Because only the text is wanted, repeat the records below exactly and omit the pictures.

----------------------------------------

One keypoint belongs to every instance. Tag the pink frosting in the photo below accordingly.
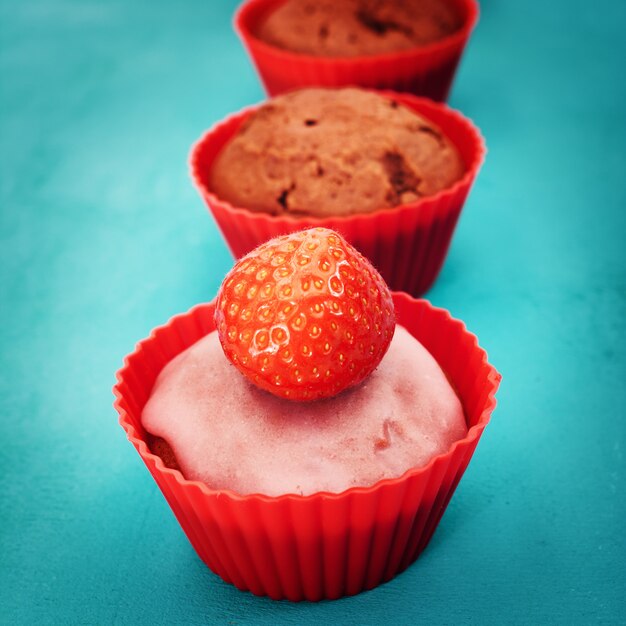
(231, 435)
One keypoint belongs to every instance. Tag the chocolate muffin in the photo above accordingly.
(350, 28)
(326, 152)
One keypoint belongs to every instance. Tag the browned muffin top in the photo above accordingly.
(349, 28)
(325, 152)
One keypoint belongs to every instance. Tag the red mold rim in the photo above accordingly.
(420, 105)
(244, 28)
(493, 379)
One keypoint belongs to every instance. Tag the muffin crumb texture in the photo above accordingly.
(349, 28)
(323, 152)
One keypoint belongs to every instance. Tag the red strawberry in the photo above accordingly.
(305, 316)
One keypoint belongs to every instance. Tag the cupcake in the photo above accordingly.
(404, 45)
(334, 482)
(303, 159)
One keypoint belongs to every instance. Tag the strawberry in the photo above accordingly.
(305, 316)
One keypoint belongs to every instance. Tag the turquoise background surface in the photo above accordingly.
(102, 237)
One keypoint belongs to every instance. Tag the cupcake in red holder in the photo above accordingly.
(407, 244)
(427, 70)
(325, 545)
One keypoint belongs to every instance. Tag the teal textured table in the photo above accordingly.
(102, 237)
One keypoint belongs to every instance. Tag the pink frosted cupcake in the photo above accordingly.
(303, 159)
(404, 45)
(296, 498)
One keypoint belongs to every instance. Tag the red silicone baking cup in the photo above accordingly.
(425, 71)
(407, 244)
(321, 546)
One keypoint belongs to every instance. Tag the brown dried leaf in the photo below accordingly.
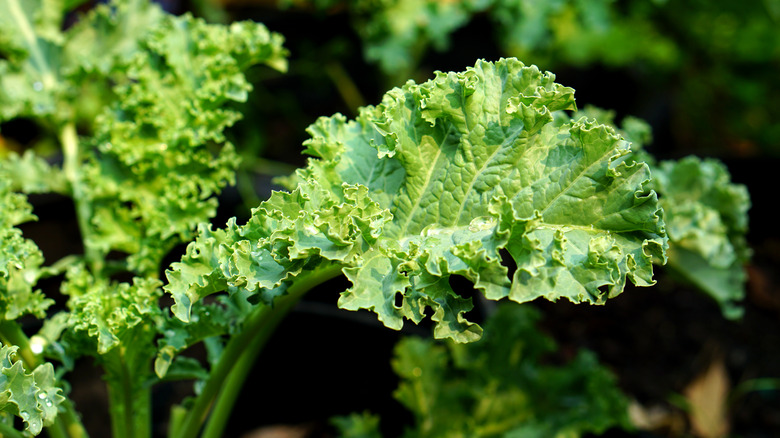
(707, 396)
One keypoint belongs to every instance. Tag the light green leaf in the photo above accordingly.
(447, 178)
(31, 396)
(32, 174)
(103, 312)
(20, 260)
(159, 155)
(706, 216)
(498, 386)
(30, 39)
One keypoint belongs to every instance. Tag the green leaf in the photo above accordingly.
(498, 386)
(20, 260)
(363, 425)
(706, 216)
(159, 155)
(31, 396)
(103, 312)
(30, 39)
(439, 180)
(32, 174)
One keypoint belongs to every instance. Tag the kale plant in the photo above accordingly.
(488, 174)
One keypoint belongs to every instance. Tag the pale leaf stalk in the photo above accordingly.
(72, 170)
(228, 375)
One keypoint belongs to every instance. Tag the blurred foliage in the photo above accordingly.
(504, 385)
(715, 62)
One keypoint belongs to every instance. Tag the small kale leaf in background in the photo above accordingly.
(499, 386)
(33, 397)
(706, 219)
(705, 214)
(439, 180)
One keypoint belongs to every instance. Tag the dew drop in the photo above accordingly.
(481, 224)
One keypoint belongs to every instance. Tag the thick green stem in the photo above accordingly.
(72, 169)
(239, 355)
(129, 400)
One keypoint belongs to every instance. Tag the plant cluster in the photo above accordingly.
(490, 174)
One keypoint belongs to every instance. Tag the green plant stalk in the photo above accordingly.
(68, 423)
(239, 355)
(72, 169)
(129, 403)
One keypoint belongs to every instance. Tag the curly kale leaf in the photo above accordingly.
(20, 260)
(159, 153)
(499, 386)
(33, 397)
(447, 178)
(706, 217)
(705, 213)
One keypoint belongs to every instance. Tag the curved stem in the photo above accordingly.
(239, 355)
(72, 168)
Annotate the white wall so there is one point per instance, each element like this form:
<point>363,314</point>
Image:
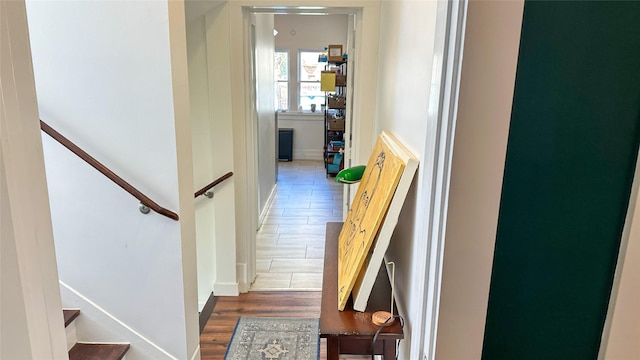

----------------------------------------

■ **Output below**:
One keypoint belongs to every instance. Tag the pink frosting in the photo below accordingly.
(231, 435)
One keypoint belongs to every instance. Tag the chocolate muffin in the photo above accordingly.
(350, 28)
(326, 152)
One keypoint belongs to every instance. Tag the browned muffin top in the photo above accordingly.
(349, 28)
(325, 152)
One keypoint belongs to every instance. Tag the red mold rim in the photo above accordingly.
(420, 105)
(244, 28)
(493, 379)
One keypoint belongs to every instance. Tag the muffin crumb texture in the photo above accordingly.
(349, 28)
(323, 152)
One keypoint belongs to every instance. Tag the red strawberry in the photo above accordingly.
(305, 316)
One keypoint belongs to every instance. Tag the cupcake in the photo above accordingly.
(404, 45)
(334, 482)
(303, 159)
One keypoint belongs to every instance. Tag the strawberry in the photo above accordingly.
(305, 316)
One keypoint belongs to every instance. Tag the turquoise background surface in the photo above accordingly.
(102, 237)
One keypoint belongs to every instance. Tag the cupcake in red holder in the photo above accordingly.
(407, 244)
(427, 70)
(325, 545)
One keypoint belongs to every instance. Tag the teal textured table in the photo above accordingly.
(102, 237)
One keypoint belongs to every instance. Tag the pink frosted cupcake in the photo above accordingly.
(303, 159)
(404, 45)
(296, 498)
One keypoint belongs to every instance. Tag the red silicone baking cup in the photo above accordingly.
(425, 71)
(407, 244)
(321, 546)
One keypoint belongs to every instance. Tag the brown dried leaf in the photo below accordingly.
(707, 396)
One keypoint belongs to every instance. Tag the light green leaf in the photo above accordingly.
(447, 178)
(31, 396)
(32, 174)
(103, 312)
(20, 260)
(159, 155)
(706, 216)
(498, 386)
(30, 39)
One keypoint belongs to every instance. Tag the green leaf in the photo above accordingly.
(498, 386)
(20, 260)
(363, 425)
(706, 216)
(159, 155)
(31, 396)
(103, 312)
(30, 39)
(439, 180)
(32, 174)
One keypoint belongs to every instance. Tag the kale plant in the photo above accordingly.
(488, 174)
One keypoint belongs to every instance. Tag the pale leaf stalk in the photo above accordingly.
(72, 170)
(228, 375)
One keypoint belongs to every instance. Tag the blurred foliage in the photo above accordingly.
(504, 385)
(715, 62)
One keypoint belongs to every instance. Tag the small kale leaf in background in the photo above accordingly.
(499, 386)
(33, 397)
(706, 219)
(705, 214)
(439, 180)
One keypoint belongs to every instance. Tag the dew drop in the photo above accordingly.
(481, 224)
One keypoint belongs to every instance. Tag the thick green stem in the photo above accordingly.
(72, 169)
(239, 355)
(129, 400)
One keypoint belongs to every instance. Tag the plant cluster in the photo above accordingly.
(490, 174)
One keypoint belongs to every instance. Tag the green plant stalk in the photo above accordingly.
(68, 423)
(239, 355)
(72, 169)
(129, 403)
One keypoint belongs to every instance. Tag the curly kale leaf in the photo above accordingly.
(20, 260)
(159, 153)
(499, 386)
(33, 397)
(447, 178)
(706, 217)
(705, 213)
One keypoint belongs to every instance. Tag the curved stem in the photo above accordingly.
(239, 355)
(72, 168)
Annotate the white wall so there is one point per instance, each element like this form:
<point>363,314</point>
Image:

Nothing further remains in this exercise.